» What the task requires
Extract, unchanged, every line from the top of the material below through the line with "Expected: one point per instance of the weathered", and no more.

» Listed entries
>>>
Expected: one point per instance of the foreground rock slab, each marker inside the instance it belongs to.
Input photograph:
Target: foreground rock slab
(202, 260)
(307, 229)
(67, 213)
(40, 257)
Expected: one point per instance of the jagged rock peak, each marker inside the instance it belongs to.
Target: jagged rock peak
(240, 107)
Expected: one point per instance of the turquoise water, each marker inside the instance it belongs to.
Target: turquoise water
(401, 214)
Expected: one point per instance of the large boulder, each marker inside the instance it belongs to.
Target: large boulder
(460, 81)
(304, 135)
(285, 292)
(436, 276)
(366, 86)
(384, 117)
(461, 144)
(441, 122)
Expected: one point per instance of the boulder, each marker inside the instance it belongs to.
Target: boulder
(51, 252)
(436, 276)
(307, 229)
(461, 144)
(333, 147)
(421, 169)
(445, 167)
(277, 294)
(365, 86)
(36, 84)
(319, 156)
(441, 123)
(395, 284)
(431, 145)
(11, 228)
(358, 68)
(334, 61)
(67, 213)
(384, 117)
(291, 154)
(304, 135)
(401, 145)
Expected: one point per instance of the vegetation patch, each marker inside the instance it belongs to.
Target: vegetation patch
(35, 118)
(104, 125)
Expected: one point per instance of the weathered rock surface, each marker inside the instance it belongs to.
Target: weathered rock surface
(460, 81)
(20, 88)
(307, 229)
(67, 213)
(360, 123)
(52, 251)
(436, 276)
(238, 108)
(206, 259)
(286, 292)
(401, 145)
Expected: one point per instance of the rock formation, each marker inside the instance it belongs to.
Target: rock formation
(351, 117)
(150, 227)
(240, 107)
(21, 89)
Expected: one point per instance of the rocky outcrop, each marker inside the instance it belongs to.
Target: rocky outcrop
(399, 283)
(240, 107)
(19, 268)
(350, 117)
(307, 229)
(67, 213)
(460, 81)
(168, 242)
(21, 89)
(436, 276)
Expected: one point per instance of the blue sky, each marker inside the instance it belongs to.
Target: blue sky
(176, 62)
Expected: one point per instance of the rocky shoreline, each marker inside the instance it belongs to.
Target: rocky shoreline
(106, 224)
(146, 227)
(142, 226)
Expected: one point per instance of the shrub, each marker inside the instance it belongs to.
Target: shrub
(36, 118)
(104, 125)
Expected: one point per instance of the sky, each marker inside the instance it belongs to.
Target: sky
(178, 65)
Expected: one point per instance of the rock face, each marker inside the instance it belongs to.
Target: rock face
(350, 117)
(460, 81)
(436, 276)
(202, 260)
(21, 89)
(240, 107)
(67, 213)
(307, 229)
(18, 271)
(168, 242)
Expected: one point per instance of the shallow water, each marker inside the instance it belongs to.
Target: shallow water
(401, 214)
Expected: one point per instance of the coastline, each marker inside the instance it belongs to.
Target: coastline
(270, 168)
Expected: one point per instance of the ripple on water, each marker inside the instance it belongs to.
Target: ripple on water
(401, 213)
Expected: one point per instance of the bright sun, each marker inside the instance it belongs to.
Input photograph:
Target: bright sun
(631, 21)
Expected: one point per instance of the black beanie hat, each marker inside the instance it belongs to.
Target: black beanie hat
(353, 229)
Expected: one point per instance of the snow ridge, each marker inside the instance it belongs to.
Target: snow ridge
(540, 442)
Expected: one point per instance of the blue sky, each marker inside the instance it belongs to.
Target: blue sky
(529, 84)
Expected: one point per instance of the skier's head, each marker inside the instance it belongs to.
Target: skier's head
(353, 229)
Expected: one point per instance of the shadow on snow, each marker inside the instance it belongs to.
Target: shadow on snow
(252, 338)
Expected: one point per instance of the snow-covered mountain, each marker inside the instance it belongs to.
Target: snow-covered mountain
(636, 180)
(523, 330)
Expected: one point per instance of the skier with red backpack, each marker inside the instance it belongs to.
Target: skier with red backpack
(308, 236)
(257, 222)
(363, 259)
<<<
» Solution to the exercise
Expected: one point per instance of the foreground rock slab, each marker inside the instance it belongs to.
Input photograph:
Target: foreground rock slab
(202, 260)
(307, 229)
(67, 213)
(40, 257)
Expected: one point per instance of the jagged rock peak, each marker inside the instance it belongs to.
Target: jagged rock peak
(240, 107)
Expected: one point per instance of the turquoise water, each marker inside the instance it belongs to.
Target: turquoise water
(401, 214)
Expected: one point per instance of the large boulder, each marker inside the instance it belongs to.
Target: large boulder
(460, 81)
(304, 135)
(285, 292)
(436, 276)
(366, 86)
(384, 117)
(461, 144)
(441, 122)
Expected: one point per instance of the boulder, each marker inside the instance it belongs to.
Target: boulder
(51, 252)
(436, 276)
(307, 229)
(461, 144)
(333, 147)
(421, 169)
(445, 167)
(277, 294)
(365, 86)
(36, 84)
(319, 156)
(441, 123)
(395, 284)
(431, 145)
(11, 228)
(358, 68)
(334, 61)
(67, 213)
(384, 117)
(291, 154)
(304, 135)
(401, 145)
Expected: one point per instance of the vegetation patch, each marker inside the instance it belongs to.
Target: vegetation patch
(35, 118)
(104, 125)
Expected: one point per instance of the weathered rock surface, each marker inside the instance it belongs to.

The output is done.